(Provided records begins)

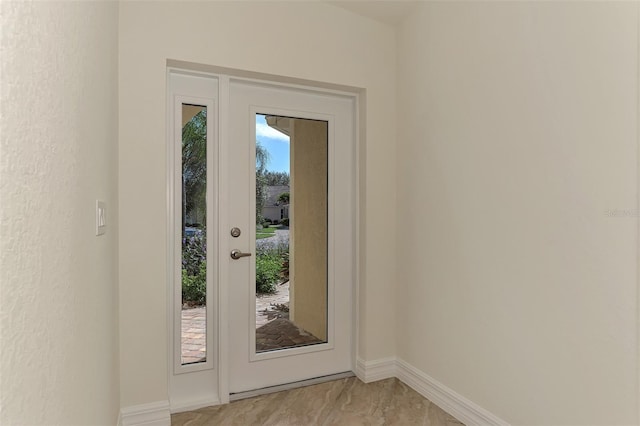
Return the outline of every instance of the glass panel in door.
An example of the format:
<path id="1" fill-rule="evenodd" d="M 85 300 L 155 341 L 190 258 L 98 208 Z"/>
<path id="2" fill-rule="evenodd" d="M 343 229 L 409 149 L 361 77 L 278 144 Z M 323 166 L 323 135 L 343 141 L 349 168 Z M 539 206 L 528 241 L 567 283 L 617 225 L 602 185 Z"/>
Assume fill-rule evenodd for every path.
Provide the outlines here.
<path id="1" fill-rule="evenodd" d="M 207 107 L 182 104 L 181 363 L 207 361 Z"/>
<path id="2" fill-rule="evenodd" d="M 256 353 L 327 342 L 328 122 L 256 114 Z"/>

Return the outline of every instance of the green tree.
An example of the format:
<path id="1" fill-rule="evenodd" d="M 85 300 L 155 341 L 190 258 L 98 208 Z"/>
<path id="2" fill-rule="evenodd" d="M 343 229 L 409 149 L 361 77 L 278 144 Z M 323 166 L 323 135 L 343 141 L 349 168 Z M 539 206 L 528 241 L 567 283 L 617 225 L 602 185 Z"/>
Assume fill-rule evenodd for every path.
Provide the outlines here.
<path id="1" fill-rule="evenodd" d="M 206 223 L 207 109 L 197 113 L 182 128 L 182 232 L 187 217 Z"/>
<path id="2" fill-rule="evenodd" d="M 278 195 L 278 201 L 280 201 L 282 204 L 289 204 L 290 197 L 291 196 L 288 192 L 283 192 L 282 194 Z"/>
<path id="3" fill-rule="evenodd" d="M 267 171 L 265 177 L 267 178 L 267 185 L 269 186 L 289 185 L 289 173 L 287 172 Z"/>
<path id="4" fill-rule="evenodd" d="M 187 218 L 207 222 L 207 110 L 182 128 L 182 300 L 196 305 L 206 298 L 206 234 L 185 237 Z"/>
<path id="5" fill-rule="evenodd" d="M 256 224 L 264 221 L 262 208 L 267 200 L 267 165 L 269 164 L 269 151 L 256 141 Z"/>

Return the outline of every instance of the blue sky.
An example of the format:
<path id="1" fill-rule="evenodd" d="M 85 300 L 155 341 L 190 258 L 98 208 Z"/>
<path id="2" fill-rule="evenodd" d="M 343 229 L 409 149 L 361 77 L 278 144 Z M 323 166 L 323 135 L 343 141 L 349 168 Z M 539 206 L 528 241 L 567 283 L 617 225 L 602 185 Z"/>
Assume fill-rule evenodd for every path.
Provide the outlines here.
<path id="1" fill-rule="evenodd" d="M 289 173 L 289 136 L 269 127 L 264 115 L 256 114 L 256 139 L 269 151 L 267 170 Z"/>

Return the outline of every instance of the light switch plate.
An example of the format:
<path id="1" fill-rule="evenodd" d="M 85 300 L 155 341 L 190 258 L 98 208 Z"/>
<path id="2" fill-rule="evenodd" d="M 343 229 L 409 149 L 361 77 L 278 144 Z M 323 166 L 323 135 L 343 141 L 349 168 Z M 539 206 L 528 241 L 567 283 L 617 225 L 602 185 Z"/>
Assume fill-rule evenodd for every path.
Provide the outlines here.
<path id="1" fill-rule="evenodd" d="M 96 200 L 96 235 L 107 232 L 107 203 Z"/>

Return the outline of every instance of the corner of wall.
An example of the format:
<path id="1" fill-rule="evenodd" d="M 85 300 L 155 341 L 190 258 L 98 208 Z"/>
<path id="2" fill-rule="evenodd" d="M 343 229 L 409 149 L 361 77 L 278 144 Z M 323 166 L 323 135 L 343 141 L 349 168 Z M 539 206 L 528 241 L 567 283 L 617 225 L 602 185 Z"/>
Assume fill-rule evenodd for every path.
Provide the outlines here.
<path id="1" fill-rule="evenodd" d="M 358 359 L 356 376 L 364 383 L 395 377 L 466 425 L 509 426 L 508 422 L 399 358 Z"/>
<path id="2" fill-rule="evenodd" d="M 169 401 L 125 407 L 120 410 L 118 426 L 171 426 Z"/>
<path id="3" fill-rule="evenodd" d="M 640 2 L 636 2 L 636 40 L 637 40 L 637 54 L 636 54 L 636 150 L 637 150 L 637 165 L 636 165 L 636 182 L 638 187 L 638 195 L 637 195 L 637 204 L 636 204 L 636 212 L 637 216 L 637 253 L 636 253 L 636 279 L 637 279 L 637 302 L 636 302 L 636 313 L 637 313 L 637 342 L 636 342 L 636 359 L 638 360 L 638 364 L 636 366 L 636 376 L 638 383 L 636 385 L 636 401 L 638 404 L 637 413 L 636 413 L 636 422 L 640 424 Z"/>

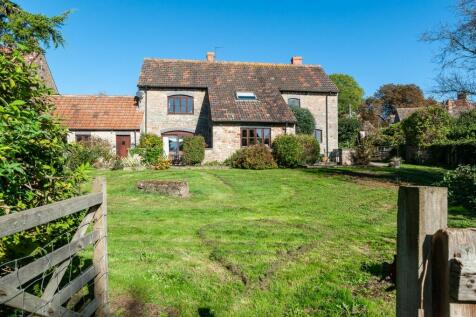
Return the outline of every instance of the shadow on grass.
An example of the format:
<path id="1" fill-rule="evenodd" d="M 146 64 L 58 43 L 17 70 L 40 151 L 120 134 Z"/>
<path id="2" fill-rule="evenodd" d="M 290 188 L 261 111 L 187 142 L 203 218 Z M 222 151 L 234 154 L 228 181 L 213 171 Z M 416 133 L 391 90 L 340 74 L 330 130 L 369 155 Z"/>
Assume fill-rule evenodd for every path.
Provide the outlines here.
<path id="1" fill-rule="evenodd" d="M 425 168 L 391 167 L 320 167 L 304 169 L 305 172 L 321 175 L 340 175 L 364 178 L 394 184 L 408 183 L 421 186 L 435 186 L 443 179 L 442 170 Z"/>
<path id="2" fill-rule="evenodd" d="M 208 307 L 200 307 L 198 309 L 198 316 L 200 316 L 200 317 L 215 317 L 215 314 Z"/>
<path id="3" fill-rule="evenodd" d="M 162 307 L 152 303 L 146 303 L 149 297 L 147 290 L 140 287 L 131 287 L 125 295 L 120 295 L 112 303 L 112 313 L 114 316 L 168 316 L 178 317 L 180 311 L 175 307 Z"/>

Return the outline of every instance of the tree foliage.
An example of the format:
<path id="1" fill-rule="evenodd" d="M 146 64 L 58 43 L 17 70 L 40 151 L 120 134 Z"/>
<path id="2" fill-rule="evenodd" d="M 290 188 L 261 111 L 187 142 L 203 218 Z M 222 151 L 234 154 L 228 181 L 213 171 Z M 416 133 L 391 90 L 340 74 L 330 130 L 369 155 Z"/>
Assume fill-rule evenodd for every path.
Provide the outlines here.
<path id="1" fill-rule="evenodd" d="M 339 119 L 339 144 L 342 148 L 354 146 L 360 131 L 360 121 L 357 118 L 343 117 Z"/>
<path id="2" fill-rule="evenodd" d="M 331 74 L 330 79 L 339 89 L 339 116 L 357 111 L 364 98 L 364 90 L 354 77 L 346 74 Z"/>
<path id="3" fill-rule="evenodd" d="M 59 29 L 69 13 L 47 17 L 24 11 L 12 1 L 0 0 L 0 47 L 11 49 L 21 46 L 28 52 L 41 52 L 41 45 L 63 45 Z"/>
<path id="4" fill-rule="evenodd" d="M 296 117 L 296 133 L 314 134 L 316 129 L 316 120 L 312 113 L 305 108 L 291 107 L 291 110 Z"/>
<path id="5" fill-rule="evenodd" d="M 455 120 L 448 134 L 448 139 L 452 141 L 476 142 L 476 109 L 462 113 Z"/>
<path id="6" fill-rule="evenodd" d="M 454 25 L 445 24 L 422 39 L 441 46 L 436 56 L 441 65 L 437 91 L 476 95 L 476 0 L 458 0 L 456 15 Z"/>
<path id="7" fill-rule="evenodd" d="M 419 147 L 444 142 L 450 126 L 448 112 L 437 106 L 418 110 L 402 122 L 405 143 Z"/>
<path id="8" fill-rule="evenodd" d="M 426 104 L 423 91 L 414 84 L 386 84 L 375 93 L 384 113 L 395 113 L 397 108 L 421 107 Z"/>

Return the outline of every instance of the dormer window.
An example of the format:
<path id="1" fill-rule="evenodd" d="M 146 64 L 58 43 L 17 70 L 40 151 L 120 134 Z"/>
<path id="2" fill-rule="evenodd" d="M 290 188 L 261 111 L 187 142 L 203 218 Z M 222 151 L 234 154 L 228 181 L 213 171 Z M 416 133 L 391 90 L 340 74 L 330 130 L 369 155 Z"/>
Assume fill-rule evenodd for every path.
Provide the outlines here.
<path id="1" fill-rule="evenodd" d="M 256 95 L 252 91 L 237 91 L 236 99 L 237 100 L 256 100 Z"/>
<path id="2" fill-rule="evenodd" d="M 290 107 L 301 107 L 301 100 L 299 98 L 289 98 L 288 105 Z"/>
<path id="3" fill-rule="evenodd" d="M 191 96 L 169 96 L 167 105 L 169 114 L 193 114 L 193 97 Z"/>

(Provided records ends)

■ Try it: The answer must consist of every line from the entries above that contains "tree".

■ Solution to this problem:
Return the outline of every instance of the green tree.
Return the outline of every instance of the tree foliage.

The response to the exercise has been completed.